## EXERCISE AIM
Can you copy every line of the listing below without changing anything, and leave the pictures out?

(Raw listing)

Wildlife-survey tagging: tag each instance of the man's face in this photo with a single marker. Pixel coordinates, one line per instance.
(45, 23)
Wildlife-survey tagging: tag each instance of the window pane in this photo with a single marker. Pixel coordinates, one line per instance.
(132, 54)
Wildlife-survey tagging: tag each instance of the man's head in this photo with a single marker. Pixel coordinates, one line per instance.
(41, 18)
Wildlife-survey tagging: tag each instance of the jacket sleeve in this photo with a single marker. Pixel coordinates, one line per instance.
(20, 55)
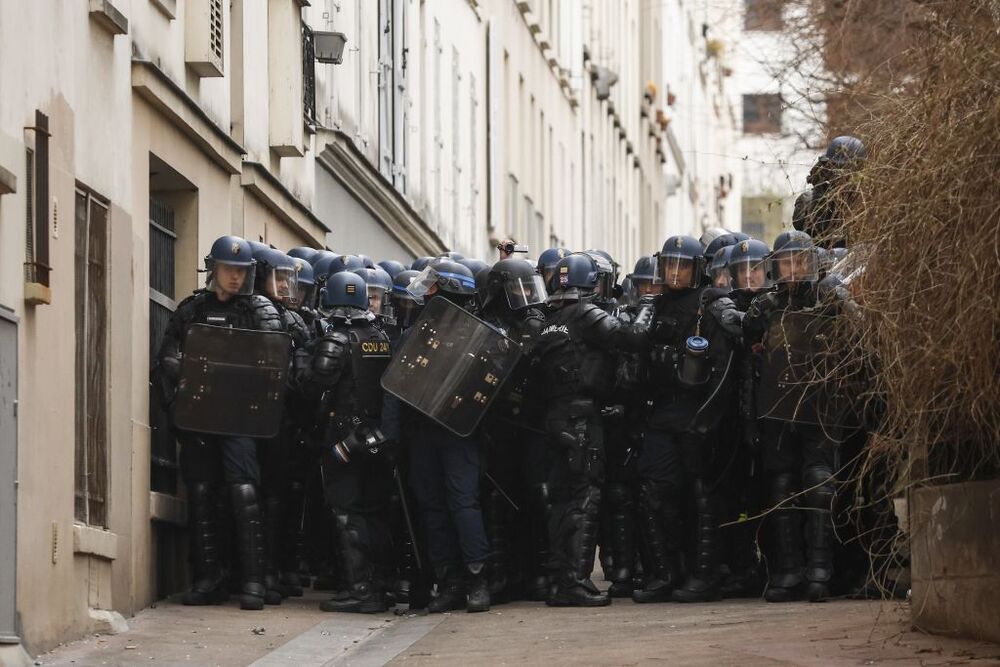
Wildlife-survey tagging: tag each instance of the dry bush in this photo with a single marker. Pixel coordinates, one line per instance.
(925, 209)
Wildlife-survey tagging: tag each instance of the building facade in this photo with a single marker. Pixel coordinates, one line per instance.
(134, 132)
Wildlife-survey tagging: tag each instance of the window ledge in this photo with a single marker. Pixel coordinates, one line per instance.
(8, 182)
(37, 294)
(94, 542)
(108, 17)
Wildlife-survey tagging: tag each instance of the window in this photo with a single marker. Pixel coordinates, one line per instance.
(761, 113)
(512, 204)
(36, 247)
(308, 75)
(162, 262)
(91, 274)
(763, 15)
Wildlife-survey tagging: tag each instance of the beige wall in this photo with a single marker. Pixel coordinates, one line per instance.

## RESPONSE TO THIS EXERCISE
Wildlife-survey tagging: tag each instance of the man's face in this photo with a single marker. Pixel coordinates, one line per instance.
(45, 23)
Wildlife-survey tagging: tag each instance of the window pane in this photo with a single marker. Pixel coordinates, one line per instance.
(132, 54)
Wildlife-survey tagging: tag each instance of the man's head in this photo with a single marker. Pixel coordinates, one line per instance.
(41, 18)
Wildlife-survey tagging: tag each instance of the jacket sleeve in this photo with a single marker. Pixel coordinates, one line per instance.
(20, 55)
Wildlife-survey tagging: tag each instance of the dry bush in this photo with a single marker. Pixel coordinates, one line per instance.
(925, 209)
Wildlife-survey tagging: tag each instance of the building facade in this photo with a single marker. Pixel coordinates, one line per instance.
(134, 132)
Wildlife-survey tagging: tag each instance of the window ledge in this photo with a single marker. Pixel coordinates, one line per instance.
(8, 182)
(37, 294)
(94, 542)
(108, 17)
Wildlife-survey tagging: tag each instance of the window in this photo with a single marker. Pixel coordinates, one line per instance.
(761, 113)
(512, 204)
(36, 247)
(308, 75)
(162, 262)
(91, 274)
(763, 15)
Wildlife-survey tagging: tag each instance of the beige wall in this photo with a single marker. Pixel coordinates, one line per instance.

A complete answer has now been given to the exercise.